## What you have to do
Repeat every entry exactly. Leave nothing out.

## Provided data

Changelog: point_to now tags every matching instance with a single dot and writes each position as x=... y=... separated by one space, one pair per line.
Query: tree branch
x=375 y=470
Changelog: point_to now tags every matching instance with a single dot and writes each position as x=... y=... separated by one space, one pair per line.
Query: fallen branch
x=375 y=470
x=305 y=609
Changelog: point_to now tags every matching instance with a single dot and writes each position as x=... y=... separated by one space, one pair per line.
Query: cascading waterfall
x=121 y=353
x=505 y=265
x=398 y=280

## Response to this task
Changelog: point_to now tags every matching instance with a single dot and writes each position as x=... y=... separated by one space, one pair per line.
Query: tree branch
x=375 y=470
Changelog: point_to now tags every matching instance with a single dot and writes each position as x=... y=... separated by one space, one pair per line.
Query: fallen branch
x=375 y=470
x=305 y=609
Changelog: point_to now tags every matching instance with a single dot and writes each position as x=... y=... separated by one space, one pair per line.
Query: cascading waterfall
x=121 y=353
x=505 y=265
x=398 y=280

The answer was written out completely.